Start of Dataset

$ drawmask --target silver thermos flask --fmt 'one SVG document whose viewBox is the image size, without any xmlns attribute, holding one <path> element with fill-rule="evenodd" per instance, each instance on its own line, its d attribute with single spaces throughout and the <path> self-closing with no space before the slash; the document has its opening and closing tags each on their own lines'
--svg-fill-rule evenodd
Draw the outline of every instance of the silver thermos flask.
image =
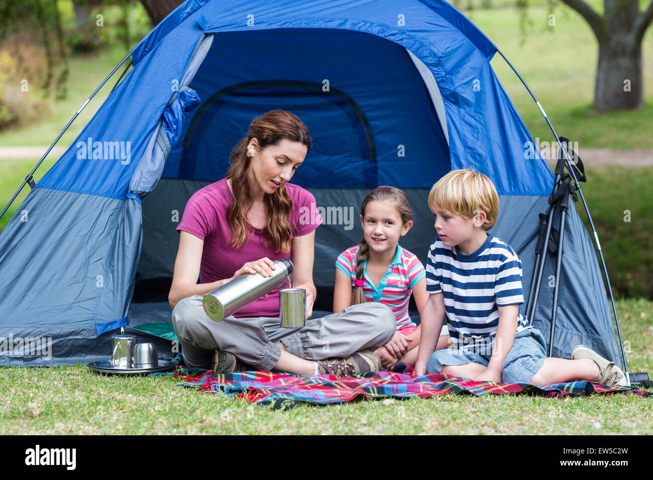
<svg viewBox="0 0 653 480">
<path fill-rule="evenodd" d="M 202 304 L 208 317 L 219 322 L 283 285 L 293 272 L 293 263 L 275 260 L 274 265 L 271 277 L 246 274 L 204 295 Z"/>
</svg>

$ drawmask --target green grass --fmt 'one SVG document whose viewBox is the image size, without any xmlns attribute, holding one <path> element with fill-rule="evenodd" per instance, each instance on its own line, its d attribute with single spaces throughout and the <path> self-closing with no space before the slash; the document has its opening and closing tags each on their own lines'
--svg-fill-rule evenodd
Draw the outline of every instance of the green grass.
<svg viewBox="0 0 653 480">
<path fill-rule="evenodd" d="M 643 42 L 645 98 L 640 110 L 598 114 L 592 108 L 598 46 L 589 25 L 565 5 L 554 10 L 531 5 L 525 42 L 518 14 L 512 7 L 466 12 L 501 50 L 530 87 L 559 135 L 579 142 L 581 149 L 653 148 L 653 27 Z M 550 141 L 552 134 L 517 76 L 497 54 L 492 67 L 534 138 Z"/>
<path fill-rule="evenodd" d="M 513 0 L 494 0 L 494 8 L 481 8 L 474 1 L 465 14 L 506 55 L 530 86 L 558 135 L 578 141 L 581 148 L 617 150 L 653 148 L 649 136 L 653 118 L 653 27 L 643 40 L 645 107 L 640 110 L 599 114 L 592 108 L 598 47 L 589 25 L 574 10 L 558 4 L 553 10 L 556 26 L 548 25 L 545 0 L 530 3 L 525 42 L 520 34 L 519 14 Z M 641 7 L 645 7 L 645 2 Z M 460 2 L 465 7 L 468 1 Z M 601 3 L 592 5 L 599 12 Z M 52 104 L 52 115 L 18 131 L 0 132 L 0 145 L 47 145 L 65 125 L 87 97 L 126 54 L 116 46 L 97 56 L 71 59 L 69 97 Z M 533 137 L 550 140 L 552 135 L 518 78 L 498 54 L 492 60 L 497 72 Z M 59 145 L 67 146 L 101 104 L 115 83 L 108 82 L 95 99 L 64 135 Z M 39 95 L 37 86 L 30 95 Z"/>
<path fill-rule="evenodd" d="M 597 167 L 581 184 L 616 295 L 653 298 L 653 168 Z M 580 200 L 576 209 L 589 230 Z M 628 215 L 629 212 L 629 220 Z"/>
<path fill-rule="evenodd" d="M 653 368 L 653 302 L 620 301 L 631 372 Z M 270 410 L 199 394 L 170 377 L 106 377 L 83 366 L 0 370 L 0 434 L 653 434 L 653 400 L 449 395 Z M 601 428 L 593 425 L 601 424 Z"/>
<path fill-rule="evenodd" d="M 68 95 L 66 99 L 60 101 L 51 101 L 51 115 L 41 121 L 33 122 L 29 126 L 20 129 L 0 131 L 0 146 L 49 146 L 86 99 L 127 53 L 124 46 L 116 46 L 107 48 L 97 56 L 81 56 L 71 58 L 70 76 L 67 84 Z M 108 95 L 124 67 L 123 65 L 86 105 L 59 139 L 57 146 L 67 147 L 72 143 Z M 27 95 L 41 95 L 42 89 L 39 88 L 37 82 L 32 82 L 29 85 Z"/>
</svg>

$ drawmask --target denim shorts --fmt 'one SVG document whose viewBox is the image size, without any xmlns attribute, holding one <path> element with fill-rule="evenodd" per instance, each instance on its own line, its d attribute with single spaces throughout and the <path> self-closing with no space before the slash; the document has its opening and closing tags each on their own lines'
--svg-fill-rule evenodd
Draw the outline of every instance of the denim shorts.
<svg viewBox="0 0 653 480">
<path fill-rule="evenodd" d="M 464 365 L 472 362 L 487 366 L 491 357 L 491 347 L 480 351 L 479 349 L 437 350 L 428 359 L 426 373 L 439 374 L 444 365 Z M 502 381 L 528 383 L 542 368 L 546 357 L 546 344 L 541 332 L 533 327 L 520 332 L 515 336 L 513 347 L 503 361 Z"/>
</svg>

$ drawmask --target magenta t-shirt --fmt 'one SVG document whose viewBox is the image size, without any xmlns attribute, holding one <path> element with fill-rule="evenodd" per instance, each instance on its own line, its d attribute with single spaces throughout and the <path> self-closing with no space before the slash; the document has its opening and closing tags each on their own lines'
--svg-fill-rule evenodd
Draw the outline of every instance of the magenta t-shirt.
<svg viewBox="0 0 653 480">
<path fill-rule="evenodd" d="M 302 236 L 310 233 L 322 223 L 315 206 L 315 198 L 301 187 L 286 184 L 283 187 L 293 200 L 290 212 L 291 235 Z M 231 278 L 247 262 L 264 257 L 271 260 L 290 259 L 291 252 L 275 253 L 266 247 L 261 229 L 246 223 L 253 232 L 240 248 L 233 246 L 227 221 L 227 209 L 232 195 L 227 179 L 223 178 L 196 191 L 186 204 L 177 231 L 183 230 L 204 240 L 200 264 L 200 283 L 210 283 Z M 288 288 L 289 282 L 272 291 L 266 298 L 259 298 L 234 314 L 234 317 L 278 317 L 279 290 Z"/>
</svg>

End of Dataset

• **Written exercise**: Write out again every line above exactly as given; the pictures do not belong in the copy.

• **Task response**:
$ drawmask --target silver thermos flask --fmt 'one SVG document whose viewBox is the image size, without any xmlns attribute, holding one <path> element with fill-rule="evenodd" per instance, each instance on its own line, its d attribute with single spaces throughout and the <path> self-closing with no space before the slash; the document has its opening and closing tags each on their own lines'
--svg-fill-rule evenodd
Draw the outline of every instance of the silver thermos flask.
image =
<svg viewBox="0 0 653 480">
<path fill-rule="evenodd" d="M 202 304 L 208 317 L 219 322 L 283 285 L 293 272 L 293 263 L 275 260 L 274 265 L 271 277 L 246 274 L 204 295 Z"/>
</svg>

$ drawmask --target green grass --fmt 'one SVG document whose viewBox is the image size, without any xmlns attribute, holding one <path> element with fill-rule="evenodd" per instance, each instance on its own line, its d attribute with single spaces throughout and the <path> self-closing with no space before the slash; the document has its opening and closing tags each on their own lines'
--svg-fill-rule evenodd
Draw the outline of every instance of the green grass.
<svg viewBox="0 0 653 480">
<path fill-rule="evenodd" d="M 643 42 L 645 98 L 640 110 L 598 114 L 592 108 L 598 46 L 589 25 L 565 5 L 554 10 L 531 5 L 525 42 L 518 14 L 512 7 L 466 12 L 501 50 L 530 87 L 559 135 L 579 142 L 581 149 L 653 148 L 653 27 Z M 550 141 L 552 134 L 517 76 L 497 54 L 492 67 L 534 138 Z"/>
<path fill-rule="evenodd" d="M 513 0 L 494 0 L 494 8 L 481 8 L 474 1 L 465 14 L 506 55 L 530 86 L 558 135 L 578 141 L 581 148 L 617 150 L 653 148 L 649 136 L 653 118 L 653 27 L 643 40 L 645 107 L 640 110 L 599 114 L 592 108 L 598 47 L 589 25 L 574 10 L 558 4 L 553 10 L 556 26 L 548 25 L 545 0 L 530 3 L 525 42 L 520 34 L 519 14 Z M 641 7 L 645 7 L 645 2 Z M 460 2 L 465 7 L 468 1 Z M 601 3 L 592 5 L 599 12 Z M 52 104 L 52 115 L 18 131 L 0 132 L 0 145 L 47 145 L 65 125 L 87 97 L 126 54 L 116 46 L 97 56 L 71 59 L 69 97 Z M 533 137 L 550 140 L 552 135 L 518 78 L 498 54 L 492 60 L 497 72 Z M 59 145 L 67 146 L 101 104 L 115 83 L 108 82 L 95 99 L 64 135 Z M 39 95 L 37 86 L 30 95 Z"/>
<path fill-rule="evenodd" d="M 597 167 L 581 184 L 616 295 L 653 298 L 653 168 Z M 580 200 L 576 209 L 589 230 Z M 628 215 L 629 212 L 629 220 Z"/>
<path fill-rule="evenodd" d="M 653 368 L 653 302 L 620 301 L 631 372 Z M 270 410 L 199 394 L 170 377 L 106 377 L 83 366 L 0 370 L 0 434 L 653 434 L 653 400 L 449 395 Z M 601 428 L 593 425 L 601 424 Z"/>
<path fill-rule="evenodd" d="M 68 95 L 66 99 L 60 101 L 51 101 L 51 115 L 41 121 L 33 122 L 29 126 L 20 129 L 0 131 L 0 146 L 49 146 L 86 99 L 127 53 L 124 46 L 116 46 L 107 48 L 97 56 L 81 56 L 71 58 L 70 76 L 67 84 Z M 108 95 L 124 67 L 123 65 L 86 105 L 59 139 L 57 146 L 67 147 L 72 143 Z M 27 95 L 41 95 L 42 89 L 39 88 L 37 82 L 32 82 L 29 85 Z"/>
</svg>

$ drawmask --target denim shorts --fmt 'one SVG document whose viewBox is the image size, without any xmlns attribute, holding one <path> element with fill-rule="evenodd" per instance, each instance on its own line, its d attribute with single spaces throughout and the <path> self-closing with no space before the slash; the document has its opening and closing tags each on their own lines'
--svg-fill-rule evenodd
Draw the outline of every instance of the denim shorts.
<svg viewBox="0 0 653 480">
<path fill-rule="evenodd" d="M 464 365 L 472 362 L 487 366 L 491 357 L 491 347 L 480 351 L 479 349 L 437 350 L 428 359 L 426 373 L 439 374 L 444 365 Z M 502 381 L 528 383 L 542 368 L 546 357 L 546 344 L 541 332 L 533 327 L 520 332 L 515 336 L 513 347 L 503 361 Z"/>
</svg>

$ drawmask --target magenta t-shirt --fmt 'one SVG document whose viewBox is the image size, without any xmlns attribute, holding one <path> element with fill-rule="evenodd" per instance, each instance on its own line, its d attribute with single spaces throughout and the <path> self-closing with no space before the slash; the document has its opening and closing tags each on their own lines'
--svg-fill-rule evenodd
Draw the outline of every instance of the magenta t-shirt.
<svg viewBox="0 0 653 480">
<path fill-rule="evenodd" d="M 302 236 L 310 233 L 322 223 L 315 206 L 315 198 L 301 187 L 286 184 L 283 187 L 293 200 L 290 212 L 291 235 Z M 231 278 L 247 262 L 264 257 L 271 260 L 290 259 L 291 252 L 275 253 L 266 247 L 261 229 L 246 223 L 253 232 L 240 248 L 233 246 L 227 221 L 227 209 L 232 195 L 227 179 L 223 178 L 196 191 L 186 204 L 177 231 L 183 230 L 204 240 L 200 264 L 200 283 L 210 283 Z M 288 288 L 289 282 L 272 291 L 266 298 L 259 298 L 234 314 L 234 317 L 278 317 L 279 290 Z"/>
</svg>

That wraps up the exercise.